Text section.
Chilean politician (born 1957)

Christian Matheson Villán (born 17 December 1957) is a Chilean politician who serves as deputy.

== Family and early life ==
He was born in Punta Arenas on 17 December 1957.

He is the son of Roderick Guillermo Matheson Rayment, a former banking executive, and Josefina Villán Muñiz, a teacher and small business owner.

He married María Alejandra Mujica del Real on 8 January 1987.

== Professional life ==
He completed his primary education at the British School and his secondary education at the Salesian San José High School in Punta Arenas.

He later studied architecture at the Pontifical Catholic University of Chile, qualifying as an architect.

During his secondary school years, he briefly participated in the well-known Magellanic musical group Patagonia 4.

After completing his university studies in 1986, he returned to Punta Arenas and joined the General Directorate of Sports and Recreation (Digeder), the predecessor of the National Sports Institute (IND), working as an architect. Between 1987 and 2002, during his time in public service, he promoted several infrastructure projects, including the construction of a sports hostel adjacent to the Antonio Ríspoli Fiscal Stadium and the gymnasium in the 18 de Septiembre neighbourhood, among other works.

Following in his father's footsteps—who served as British consul in Punta Arenas and dean of the consular corps—he was appointed honorary consul of the Netherlands in the city.

== Political career ==
In public service, during the first administration of President Sebastián Piñera, he served for approximately two and a half years as Regional Ministerial Secretary (Seremi) of Housing and Urban Development for the Magallanes and Chilean Antarctica Region.

During Piñera's second term, he held the position of Intendant of the Magallanes Region for a brief period, from 11 March 2018 to 10 July 2018.

As an independent candidate, he ran in the first popular election of regional governors in May 2021 for the Magallanes and Chilean Antarctica Region, finishing in second place with 13,118 votes, equivalent to 22.32% of the valid votes cast.

In the parliamentary elections held on 21 November 2021, he was elected deputy for the 28th electoral district of the Magallanes and Chilean Antarctica Region, comprising the communes of Antártica, Cabo de Hornos, Laguna Blanca, Natales, Porvenir, Primavera, Punta Arenas, Río Verde, San Gregorio, Timaukel and Torres del Paine. He was elected as an independent candidate on an Evópoli ticket within the Chile Podemos Más coalition, obtaining 7,220 votes, equivalent to 11.11% of the valid votes cast.

He ran for re-election in the same district in the parliamentary elections held on 16 November 2025, as an independent candidate on an Independent Democratic Union (UDI) ticket within the Chile Grande y Unido pact. He was not elected, obtaining 2,770 votes, equivalent to 2.75% of the valid votes cast.

Requirement. According to the biography of Christian Matheson, what position did he hold in Punta Arenas for the Netherlands? The entries that come next aren't needed for anything here.

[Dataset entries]
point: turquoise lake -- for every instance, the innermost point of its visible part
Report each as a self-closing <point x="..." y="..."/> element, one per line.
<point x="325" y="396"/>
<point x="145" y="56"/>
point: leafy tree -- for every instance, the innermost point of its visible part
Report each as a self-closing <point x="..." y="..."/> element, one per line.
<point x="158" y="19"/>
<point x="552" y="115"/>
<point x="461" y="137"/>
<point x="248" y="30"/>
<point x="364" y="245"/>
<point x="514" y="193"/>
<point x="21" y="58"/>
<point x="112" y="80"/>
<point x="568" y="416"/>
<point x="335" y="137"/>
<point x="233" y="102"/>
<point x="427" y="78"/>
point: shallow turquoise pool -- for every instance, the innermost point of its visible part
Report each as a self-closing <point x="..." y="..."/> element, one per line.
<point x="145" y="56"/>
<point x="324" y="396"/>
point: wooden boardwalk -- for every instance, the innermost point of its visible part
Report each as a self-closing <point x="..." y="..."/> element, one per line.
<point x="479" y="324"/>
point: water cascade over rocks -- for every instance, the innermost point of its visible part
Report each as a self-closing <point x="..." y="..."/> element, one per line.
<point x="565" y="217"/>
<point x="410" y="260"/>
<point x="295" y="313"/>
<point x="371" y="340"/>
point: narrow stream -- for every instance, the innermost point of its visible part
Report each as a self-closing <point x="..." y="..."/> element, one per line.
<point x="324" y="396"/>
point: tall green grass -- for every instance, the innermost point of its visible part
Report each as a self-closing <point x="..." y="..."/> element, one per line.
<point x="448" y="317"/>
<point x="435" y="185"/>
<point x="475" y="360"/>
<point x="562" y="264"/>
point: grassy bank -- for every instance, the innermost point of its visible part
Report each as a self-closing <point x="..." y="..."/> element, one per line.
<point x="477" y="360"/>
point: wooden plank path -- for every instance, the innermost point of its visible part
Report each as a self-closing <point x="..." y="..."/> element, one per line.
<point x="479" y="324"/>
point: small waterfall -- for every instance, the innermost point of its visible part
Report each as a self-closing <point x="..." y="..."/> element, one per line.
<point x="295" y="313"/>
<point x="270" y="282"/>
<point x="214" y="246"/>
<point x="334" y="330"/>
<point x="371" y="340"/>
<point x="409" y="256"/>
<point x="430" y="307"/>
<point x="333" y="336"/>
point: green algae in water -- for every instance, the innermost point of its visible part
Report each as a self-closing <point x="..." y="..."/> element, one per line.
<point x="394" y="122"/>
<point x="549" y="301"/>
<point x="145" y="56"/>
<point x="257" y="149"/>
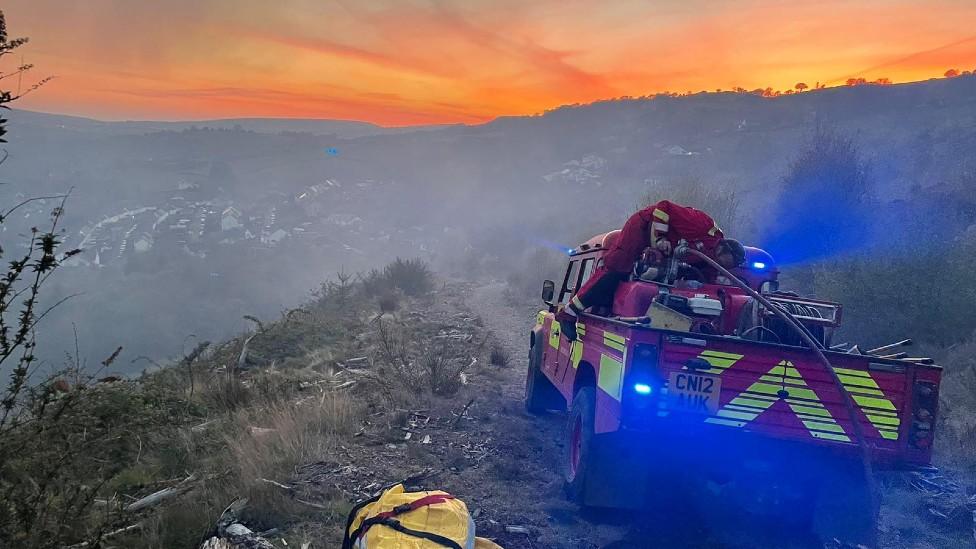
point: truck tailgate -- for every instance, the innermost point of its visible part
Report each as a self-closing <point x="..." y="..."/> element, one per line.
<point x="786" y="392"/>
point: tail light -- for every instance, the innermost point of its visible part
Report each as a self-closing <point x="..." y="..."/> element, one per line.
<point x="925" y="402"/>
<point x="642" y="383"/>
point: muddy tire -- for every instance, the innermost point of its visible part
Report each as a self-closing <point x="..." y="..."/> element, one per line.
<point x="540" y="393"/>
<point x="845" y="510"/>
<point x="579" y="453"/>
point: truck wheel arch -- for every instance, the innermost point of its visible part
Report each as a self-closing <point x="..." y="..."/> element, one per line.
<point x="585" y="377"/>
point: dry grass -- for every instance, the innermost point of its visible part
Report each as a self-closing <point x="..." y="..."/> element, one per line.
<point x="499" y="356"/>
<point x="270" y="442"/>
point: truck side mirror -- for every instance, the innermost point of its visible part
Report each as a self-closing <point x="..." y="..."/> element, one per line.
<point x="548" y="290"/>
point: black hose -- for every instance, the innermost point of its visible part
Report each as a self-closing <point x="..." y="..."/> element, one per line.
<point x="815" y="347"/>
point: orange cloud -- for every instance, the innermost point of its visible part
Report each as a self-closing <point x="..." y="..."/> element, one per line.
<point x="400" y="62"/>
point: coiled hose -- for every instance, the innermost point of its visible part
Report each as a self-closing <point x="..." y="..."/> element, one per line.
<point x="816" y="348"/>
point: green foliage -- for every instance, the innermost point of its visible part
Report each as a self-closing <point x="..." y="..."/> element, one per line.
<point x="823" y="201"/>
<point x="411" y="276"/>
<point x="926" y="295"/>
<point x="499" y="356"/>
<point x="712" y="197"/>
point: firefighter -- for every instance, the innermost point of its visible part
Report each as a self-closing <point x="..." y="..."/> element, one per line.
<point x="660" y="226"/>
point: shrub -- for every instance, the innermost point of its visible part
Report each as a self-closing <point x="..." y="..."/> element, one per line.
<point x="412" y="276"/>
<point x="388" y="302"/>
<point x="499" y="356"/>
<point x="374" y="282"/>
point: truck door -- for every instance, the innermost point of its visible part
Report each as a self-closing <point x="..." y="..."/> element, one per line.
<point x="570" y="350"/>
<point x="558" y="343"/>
--
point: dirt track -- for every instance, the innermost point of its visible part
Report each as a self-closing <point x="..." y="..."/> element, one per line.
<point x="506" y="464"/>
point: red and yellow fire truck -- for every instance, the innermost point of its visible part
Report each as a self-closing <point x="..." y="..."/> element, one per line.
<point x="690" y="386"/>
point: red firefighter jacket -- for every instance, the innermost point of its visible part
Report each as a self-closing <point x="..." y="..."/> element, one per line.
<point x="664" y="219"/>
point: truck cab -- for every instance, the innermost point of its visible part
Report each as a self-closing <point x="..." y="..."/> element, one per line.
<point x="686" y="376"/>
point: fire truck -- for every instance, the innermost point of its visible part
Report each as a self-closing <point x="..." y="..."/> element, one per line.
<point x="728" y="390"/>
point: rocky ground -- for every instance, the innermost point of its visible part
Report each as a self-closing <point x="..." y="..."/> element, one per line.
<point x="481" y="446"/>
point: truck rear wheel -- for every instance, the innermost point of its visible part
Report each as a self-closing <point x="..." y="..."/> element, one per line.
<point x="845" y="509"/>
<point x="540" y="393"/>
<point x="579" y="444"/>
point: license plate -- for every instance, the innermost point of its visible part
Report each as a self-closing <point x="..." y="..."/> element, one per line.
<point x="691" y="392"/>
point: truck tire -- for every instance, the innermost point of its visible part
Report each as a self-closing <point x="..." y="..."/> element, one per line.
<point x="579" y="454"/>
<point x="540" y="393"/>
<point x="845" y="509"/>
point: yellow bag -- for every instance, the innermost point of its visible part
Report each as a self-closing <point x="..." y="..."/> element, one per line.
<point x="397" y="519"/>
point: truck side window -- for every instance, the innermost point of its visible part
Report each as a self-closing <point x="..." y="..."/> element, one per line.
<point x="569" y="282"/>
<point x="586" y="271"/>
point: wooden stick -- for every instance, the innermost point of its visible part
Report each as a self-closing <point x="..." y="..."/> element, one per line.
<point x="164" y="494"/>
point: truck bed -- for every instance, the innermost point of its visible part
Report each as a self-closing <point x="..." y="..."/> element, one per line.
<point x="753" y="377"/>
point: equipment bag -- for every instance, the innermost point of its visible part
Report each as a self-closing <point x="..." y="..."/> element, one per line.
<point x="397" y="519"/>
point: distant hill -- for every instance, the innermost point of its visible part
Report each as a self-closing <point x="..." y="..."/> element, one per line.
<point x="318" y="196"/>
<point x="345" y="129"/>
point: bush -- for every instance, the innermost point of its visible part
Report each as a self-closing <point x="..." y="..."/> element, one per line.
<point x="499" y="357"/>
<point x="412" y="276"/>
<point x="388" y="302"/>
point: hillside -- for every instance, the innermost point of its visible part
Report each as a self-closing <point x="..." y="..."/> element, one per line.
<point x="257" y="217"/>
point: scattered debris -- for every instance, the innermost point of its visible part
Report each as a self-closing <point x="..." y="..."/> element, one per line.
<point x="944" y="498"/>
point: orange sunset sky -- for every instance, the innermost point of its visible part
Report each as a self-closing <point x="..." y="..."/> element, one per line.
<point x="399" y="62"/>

Final answer. He was honorary consul of the Netherlands in Punta Arenas.